- DOCUMENT TEXT
++++
Monday, April 11, 2016

Neil deGrasse Tyson



Note: This isn't the original video I embedded here. That one quickly disappeared from YouTube. I would have deleted this entire post, as it contained little but that video, except that I'd already received comments by then.

I couldn't find the same video, but after searching a bit, I found one that includes the part criticized below. (That segment starts at 13:25 and ends at 24:18.) Apparently, as Tyson himself acknowledges, he was wrong when he paraphrased George W. Bush - not about Bush saying it, but about when. But Tyson's overall point still seems valid. Well, you can decide for yourself about that.

Note that this is part of a Neil deGrasse Tyson playlist, so there's plenty more where this came from. Now, here are my original comments:

I'm pretty sure I've posted part of this talk before, but Neil deGrasse Tyson does such a good job, it's worth repeating. (His point about the Arabic names of stars is particularly good.)

I'm not sure where or when this talk took place. This isn't the original video, and there's nothing about that in the description. It is good, though, isn't it?

8 comments:

Hollister David said...

Garthright, you can't believe everything you see on the internet. Tyson's segment on Bush? Fiction. And Tyson has admitted as much.

And the part about Hamid al-Ghazali saying math is the work of the devil? Also fiction, so far as I know. Tyson has been asked to produce the passage but he has failed to do so.

Tyson's errors are numerous. See Fact Checking Neil deGrasse Tyson as well as Tyson, incompetent ass

WCG said...
++++
(Dataset records about object locations)
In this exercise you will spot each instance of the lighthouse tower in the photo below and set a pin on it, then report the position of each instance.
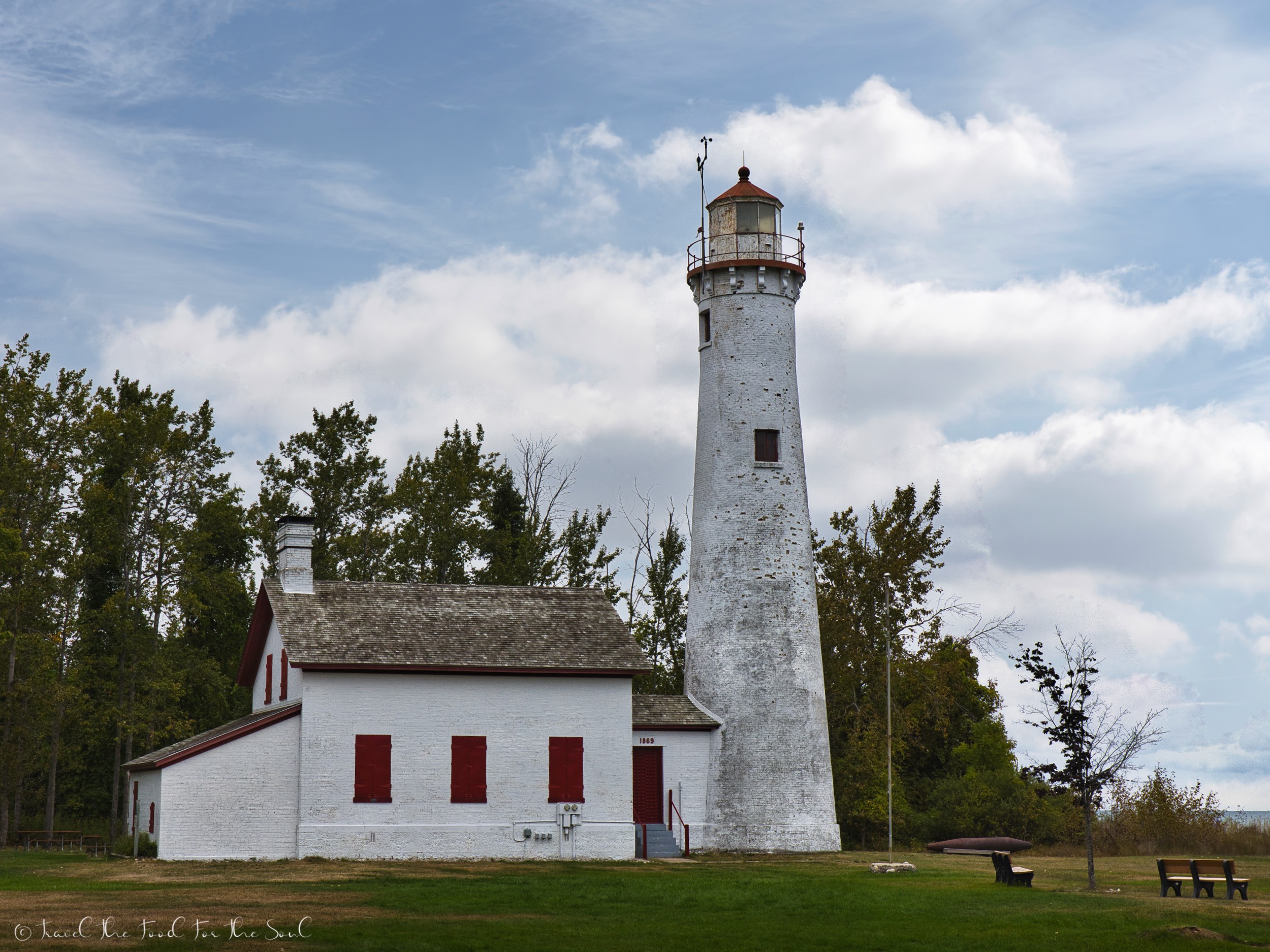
(753, 639)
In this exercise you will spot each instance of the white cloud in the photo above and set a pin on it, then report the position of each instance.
(880, 161)
(602, 347)
(870, 340)
(1170, 90)
(572, 174)
(115, 47)
(585, 348)
(1071, 522)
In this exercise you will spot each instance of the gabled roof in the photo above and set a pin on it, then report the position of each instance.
(351, 626)
(214, 738)
(674, 713)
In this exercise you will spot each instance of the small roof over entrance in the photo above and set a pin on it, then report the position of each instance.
(669, 713)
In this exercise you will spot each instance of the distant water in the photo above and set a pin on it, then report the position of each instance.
(1248, 815)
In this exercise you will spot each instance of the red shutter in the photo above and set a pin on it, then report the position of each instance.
(564, 772)
(573, 765)
(466, 770)
(372, 768)
(555, 771)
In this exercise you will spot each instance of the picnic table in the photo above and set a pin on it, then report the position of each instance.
(59, 839)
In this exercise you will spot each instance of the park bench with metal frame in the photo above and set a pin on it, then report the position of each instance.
(1172, 875)
(1207, 874)
(1010, 874)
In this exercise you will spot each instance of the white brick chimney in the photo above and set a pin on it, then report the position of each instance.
(295, 549)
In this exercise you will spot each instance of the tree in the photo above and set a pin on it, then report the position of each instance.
(657, 605)
(42, 433)
(151, 469)
(938, 696)
(1099, 743)
(587, 564)
(216, 610)
(333, 467)
(441, 504)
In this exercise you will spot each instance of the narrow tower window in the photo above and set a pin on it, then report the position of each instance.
(768, 446)
(756, 216)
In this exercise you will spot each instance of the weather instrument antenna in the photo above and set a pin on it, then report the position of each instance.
(702, 172)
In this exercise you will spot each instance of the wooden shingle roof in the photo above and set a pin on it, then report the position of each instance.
(404, 627)
(669, 713)
(238, 727)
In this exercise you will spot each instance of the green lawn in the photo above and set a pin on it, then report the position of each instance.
(725, 903)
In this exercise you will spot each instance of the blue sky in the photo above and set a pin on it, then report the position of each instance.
(1037, 238)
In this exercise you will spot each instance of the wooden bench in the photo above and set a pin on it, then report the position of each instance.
(1202, 875)
(1172, 875)
(1208, 872)
(1007, 872)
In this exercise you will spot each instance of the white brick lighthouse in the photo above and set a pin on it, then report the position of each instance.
(753, 639)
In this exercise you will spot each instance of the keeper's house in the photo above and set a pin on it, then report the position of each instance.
(395, 720)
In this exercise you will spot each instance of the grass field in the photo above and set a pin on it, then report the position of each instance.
(717, 903)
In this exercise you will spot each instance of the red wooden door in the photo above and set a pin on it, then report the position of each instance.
(648, 785)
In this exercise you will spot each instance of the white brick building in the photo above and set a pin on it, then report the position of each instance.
(428, 721)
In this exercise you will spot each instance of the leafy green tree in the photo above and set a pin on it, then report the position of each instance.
(216, 611)
(42, 432)
(504, 535)
(151, 467)
(588, 564)
(938, 699)
(332, 467)
(987, 795)
(441, 504)
(1160, 814)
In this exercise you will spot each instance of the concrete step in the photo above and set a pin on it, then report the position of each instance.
(661, 843)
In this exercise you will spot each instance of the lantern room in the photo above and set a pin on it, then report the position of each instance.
(745, 229)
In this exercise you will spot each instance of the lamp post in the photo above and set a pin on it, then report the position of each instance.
(891, 826)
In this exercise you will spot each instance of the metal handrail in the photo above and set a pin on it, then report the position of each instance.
(703, 253)
(670, 820)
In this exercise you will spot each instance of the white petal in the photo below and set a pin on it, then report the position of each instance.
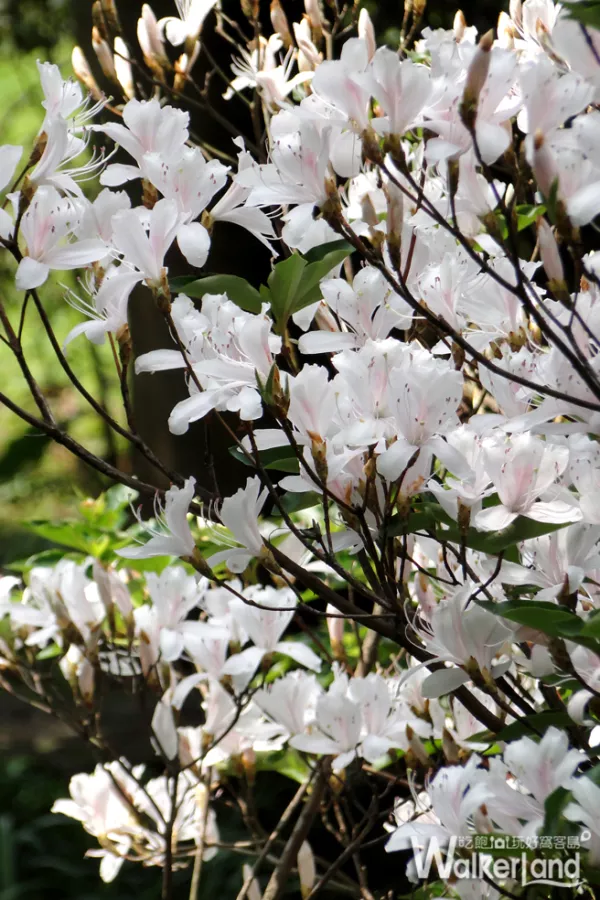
(300, 653)
(194, 243)
(443, 681)
(31, 274)
(163, 726)
(494, 519)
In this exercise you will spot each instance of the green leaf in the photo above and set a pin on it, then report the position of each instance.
(284, 285)
(433, 518)
(587, 12)
(315, 272)
(75, 535)
(237, 289)
(285, 762)
(527, 214)
(296, 502)
(318, 254)
(282, 459)
(549, 618)
(554, 821)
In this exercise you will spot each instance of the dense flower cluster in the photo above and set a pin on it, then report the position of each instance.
(422, 365)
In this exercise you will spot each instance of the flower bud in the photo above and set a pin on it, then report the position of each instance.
(394, 222)
(368, 211)
(248, 759)
(123, 68)
(84, 73)
(506, 32)
(515, 7)
(254, 892)
(543, 165)
(307, 871)
(550, 253)
(104, 55)
(109, 10)
(459, 26)
(313, 11)
(367, 32)
(151, 41)
(417, 747)
(335, 627)
(280, 23)
(184, 66)
(450, 748)
(98, 20)
(476, 77)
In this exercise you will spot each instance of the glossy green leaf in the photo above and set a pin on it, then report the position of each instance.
(237, 289)
(549, 618)
(282, 459)
(586, 11)
(318, 254)
(527, 214)
(431, 517)
(284, 284)
(286, 762)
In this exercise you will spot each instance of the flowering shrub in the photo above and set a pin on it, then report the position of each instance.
(406, 589)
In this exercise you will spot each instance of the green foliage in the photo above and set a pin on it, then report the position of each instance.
(292, 285)
(237, 289)
(587, 12)
(430, 517)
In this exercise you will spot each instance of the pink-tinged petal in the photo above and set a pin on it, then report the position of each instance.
(130, 238)
(494, 519)
(194, 243)
(554, 511)
(444, 681)
(31, 274)
(300, 653)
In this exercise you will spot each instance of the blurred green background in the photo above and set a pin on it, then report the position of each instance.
(42, 854)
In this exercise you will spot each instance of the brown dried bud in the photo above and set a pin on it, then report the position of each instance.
(280, 23)
(476, 78)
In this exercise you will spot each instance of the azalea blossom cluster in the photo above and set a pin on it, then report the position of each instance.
(405, 591)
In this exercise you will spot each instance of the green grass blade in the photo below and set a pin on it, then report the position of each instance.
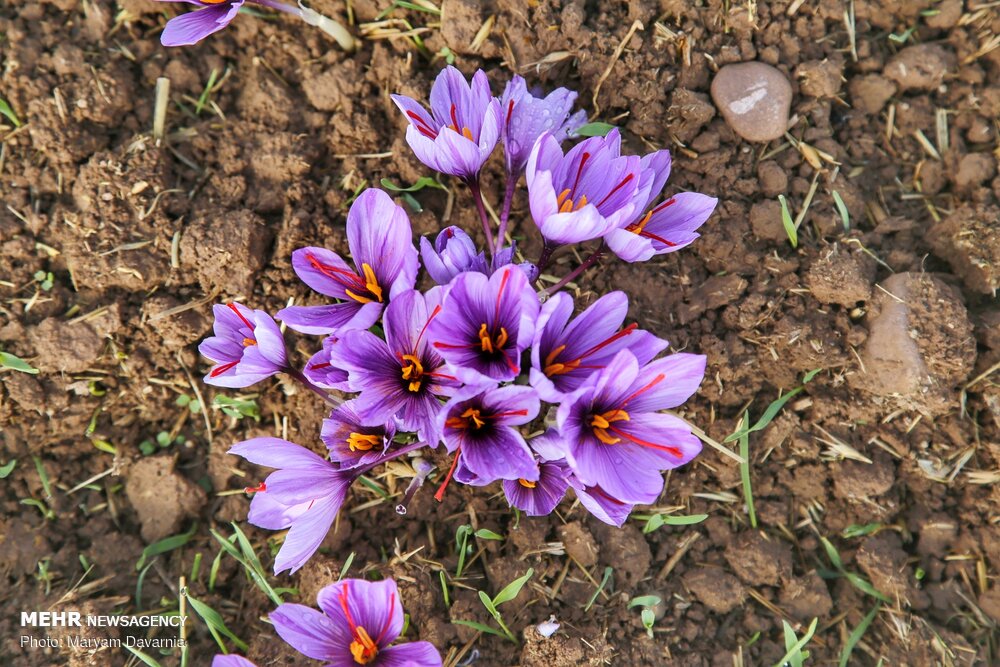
(856, 635)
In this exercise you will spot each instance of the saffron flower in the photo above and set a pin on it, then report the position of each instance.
(485, 324)
(565, 352)
(540, 496)
(668, 227)
(453, 253)
(247, 347)
(304, 494)
(352, 443)
(385, 264)
(462, 128)
(231, 661)
(403, 375)
(526, 117)
(358, 622)
(592, 189)
(597, 501)
(192, 27)
(479, 424)
(616, 439)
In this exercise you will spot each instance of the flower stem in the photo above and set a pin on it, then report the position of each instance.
(587, 263)
(297, 375)
(508, 200)
(477, 195)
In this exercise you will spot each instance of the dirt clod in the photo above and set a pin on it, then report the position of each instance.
(160, 496)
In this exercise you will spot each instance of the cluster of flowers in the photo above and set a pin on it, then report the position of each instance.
(516, 388)
(359, 621)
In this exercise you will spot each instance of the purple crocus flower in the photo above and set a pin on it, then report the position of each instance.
(453, 252)
(358, 622)
(592, 189)
(385, 264)
(565, 353)
(460, 132)
(526, 117)
(321, 371)
(615, 437)
(231, 661)
(351, 442)
(540, 496)
(485, 324)
(303, 494)
(479, 424)
(192, 27)
(247, 347)
(668, 227)
(401, 376)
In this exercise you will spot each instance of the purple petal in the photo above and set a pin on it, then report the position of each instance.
(192, 27)
(307, 631)
(339, 317)
(231, 661)
(277, 453)
(414, 654)
(666, 383)
(379, 234)
(306, 534)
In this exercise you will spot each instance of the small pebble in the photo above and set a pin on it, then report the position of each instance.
(754, 98)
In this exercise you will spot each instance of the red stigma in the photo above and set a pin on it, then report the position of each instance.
(232, 306)
(222, 368)
(439, 495)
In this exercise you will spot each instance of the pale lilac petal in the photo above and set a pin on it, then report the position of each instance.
(306, 534)
(667, 382)
(277, 453)
(231, 661)
(414, 654)
(192, 27)
(338, 317)
(307, 631)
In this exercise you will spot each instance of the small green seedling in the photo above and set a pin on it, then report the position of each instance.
(788, 223)
(9, 361)
(647, 602)
(149, 447)
(795, 656)
(654, 521)
(462, 547)
(856, 580)
(239, 548)
(45, 280)
(508, 593)
(237, 408)
(216, 626)
(856, 635)
(185, 401)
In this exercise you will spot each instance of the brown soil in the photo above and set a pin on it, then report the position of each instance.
(899, 310)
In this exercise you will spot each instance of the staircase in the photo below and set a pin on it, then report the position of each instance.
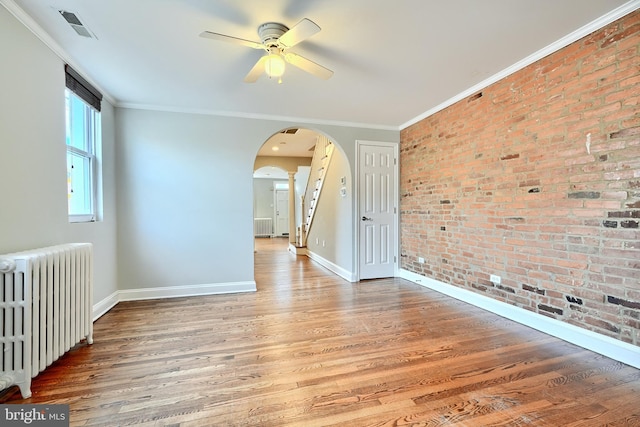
(319, 164)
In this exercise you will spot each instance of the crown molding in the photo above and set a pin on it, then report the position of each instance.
(595, 25)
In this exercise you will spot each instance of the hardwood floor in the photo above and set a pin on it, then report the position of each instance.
(310, 349)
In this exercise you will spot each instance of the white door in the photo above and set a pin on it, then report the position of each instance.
(376, 210)
(282, 212)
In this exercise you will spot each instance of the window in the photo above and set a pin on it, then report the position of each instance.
(83, 133)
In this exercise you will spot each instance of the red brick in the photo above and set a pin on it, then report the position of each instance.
(529, 131)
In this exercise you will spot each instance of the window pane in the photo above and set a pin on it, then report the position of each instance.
(78, 125)
(79, 184)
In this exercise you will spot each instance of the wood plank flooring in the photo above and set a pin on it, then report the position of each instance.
(310, 349)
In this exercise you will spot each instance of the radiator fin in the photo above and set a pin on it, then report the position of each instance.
(46, 301)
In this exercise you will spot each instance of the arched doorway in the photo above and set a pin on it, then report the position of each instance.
(331, 235)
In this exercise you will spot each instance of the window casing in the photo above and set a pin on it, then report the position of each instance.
(83, 131)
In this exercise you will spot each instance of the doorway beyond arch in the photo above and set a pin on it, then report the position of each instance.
(330, 240)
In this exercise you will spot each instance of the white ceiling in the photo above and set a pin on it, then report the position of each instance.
(393, 61)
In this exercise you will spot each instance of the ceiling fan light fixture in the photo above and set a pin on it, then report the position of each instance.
(274, 65)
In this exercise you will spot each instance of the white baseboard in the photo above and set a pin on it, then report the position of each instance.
(186, 291)
(101, 307)
(336, 269)
(598, 343)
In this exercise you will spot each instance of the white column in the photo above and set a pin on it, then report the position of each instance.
(292, 208)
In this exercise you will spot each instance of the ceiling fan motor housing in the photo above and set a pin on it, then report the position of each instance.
(270, 32)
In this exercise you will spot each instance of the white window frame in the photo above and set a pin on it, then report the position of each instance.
(92, 133)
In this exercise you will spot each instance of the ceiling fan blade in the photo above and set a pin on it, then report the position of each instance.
(256, 71)
(299, 32)
(224, 38)
(308, 66)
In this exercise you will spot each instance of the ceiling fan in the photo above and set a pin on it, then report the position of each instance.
(276, 40)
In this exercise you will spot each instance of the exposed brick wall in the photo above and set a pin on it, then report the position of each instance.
(537, 179)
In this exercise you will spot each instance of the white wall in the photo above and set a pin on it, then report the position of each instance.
(180, 185)
(33, 192)
(185, 195)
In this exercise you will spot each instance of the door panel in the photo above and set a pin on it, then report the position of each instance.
(376, 211)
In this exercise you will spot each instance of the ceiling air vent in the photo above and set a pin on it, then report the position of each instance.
(73, 20)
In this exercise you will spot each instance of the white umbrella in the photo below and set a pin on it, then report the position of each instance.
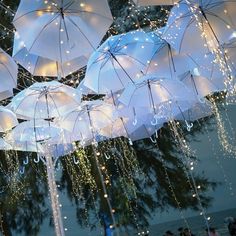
(4, 145)
(35, 131)
(145, 131)
(45, 100)
(166, 61)
(118, 61)
(202, 86)
(86, 121)
(41, 66)
(8, 72)
(6, 94)
(199, 27)
(196, 112)
(62, 30)
(152, 91)
(155, 2)
(8, 119)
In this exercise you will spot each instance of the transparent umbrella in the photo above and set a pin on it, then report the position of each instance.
(8, 119)
(118, 61)
(8, 74)
(45, 100)
(62, 30)
(206, 24)
(41, 66)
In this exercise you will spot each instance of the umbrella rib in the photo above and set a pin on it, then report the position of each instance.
(9, 71)
(44, 27)
(88, 12)
(84, 35)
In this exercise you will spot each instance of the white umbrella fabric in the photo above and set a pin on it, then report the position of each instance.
(8, 73)
(166, 61)
(41, 66)
(86, 121)
(202, 86)
(45, 100)
(155, 2)
(8, 119)
(118, 61)
(62, 30)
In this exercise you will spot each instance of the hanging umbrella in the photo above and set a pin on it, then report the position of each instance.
(196, 112)
(152, 91)
(8, 119)
(62, 30)
(45, 100)
(202, 86)
(118, 61)
(41, 66)
(8, 74)
(6, 94)
(86, 121)
(206, 24)
(4, 145)
(145, 131)
(166, 61)
(35, 131)
(154, 2)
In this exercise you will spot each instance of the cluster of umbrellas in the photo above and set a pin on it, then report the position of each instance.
(145, 79)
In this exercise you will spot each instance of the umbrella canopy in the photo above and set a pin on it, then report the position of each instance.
(45, 100)
(206, 24)
(145, 131)
(196, 112)
(202, 86)
(118, 61)
(86, 121)
(35, 131)
(8, 119)
(6, 94)
(4, 145)
(8, 72)
(166, 61)
(41, 66)
(152, 91)
(154, 2)
(62, 30)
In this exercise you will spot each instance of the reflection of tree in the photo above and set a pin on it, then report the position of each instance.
(22, 200)
(139, 180)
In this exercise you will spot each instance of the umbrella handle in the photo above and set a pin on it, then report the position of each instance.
(135, 121)
(75, 161)
(153, 140)
(26, 161)
(201, 99)
(37, 160)
(155, 120)
(22, 170)
(130, 142)
(189, 125)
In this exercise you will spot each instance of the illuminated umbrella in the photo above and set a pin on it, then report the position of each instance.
(206, 24)
(202, 86)
(8, 74)
(45, 100)
(8, 119)
(166, 61)
(41, 66)
(154, 2)
(196, 112)
(62, 30)
(86, 121)
(118, 61)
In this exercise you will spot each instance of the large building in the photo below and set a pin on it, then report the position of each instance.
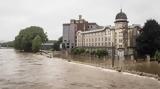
(121, 38)
(70, 30)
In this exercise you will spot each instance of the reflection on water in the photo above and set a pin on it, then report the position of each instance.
(148, 67)
(30, 71)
++++
- REQUIRED WORK
Continue the blog post about Neil deGrasse Tyson from the point where it stops.

- EXERCISE RESULT
Thanks for the comment. As far as not believing everything I see on the internet, I agree with you. (In fact, I always keep it in mind when I read comments here, too.)

Re. Tyson's remarks about George W. Bush, it certainly seemed plausible. Bush often sounded like he'd been elected pope, not president.

But yes, Tyson admitted that he'd been wrong about when Bush said it - not immediately after 9/11, but 18 months later, after the Columbia disaster.

That makes a difference - a considerable difference. It was definitely a mistake. But as someone who's made mistakes before, myself, I don't find it particularly damning.

A quick search online finds many Muslims, in particular, defending Hamid al-Ghazali. I also find quotes such as, "This is a serious evil, and for this reason those who study mathematics should be checked from going too far in their researches. ... [It] casts over religion its malign influence."

I have no idea, myself, what al-Ghazali said or didn't say. But Tyson's point in all of this seems quite valid, don't you think? After all, these were relatively small details in quite a long talk.

The Islamic Golden Age ended and never occurred again. The first part of that isn't surprising. Golden Ages do end. But why did the Islamic world never recover? A big part of that is almost certainly because of religion.

I don't know how much or how little al-Ghazali's teachings had to do with that. I'm not a historian. But when a blogger calls Neil deGrasse Tyson an "incompetent ass," I have to suspect that there's something else going on there.

Tyson should be fact-checked. If he's wrong, that should be pointed out. But these seem to be relatively minor details, picked out of a vast amount of material. After all, Tyson makes his living speaking. (And some of the other examples in those blog posts are just laughable.)

If those are the only mistakes Tyson has made, he's been incredibly accurate, don't you think? I fail to see why anyone should get angry about it.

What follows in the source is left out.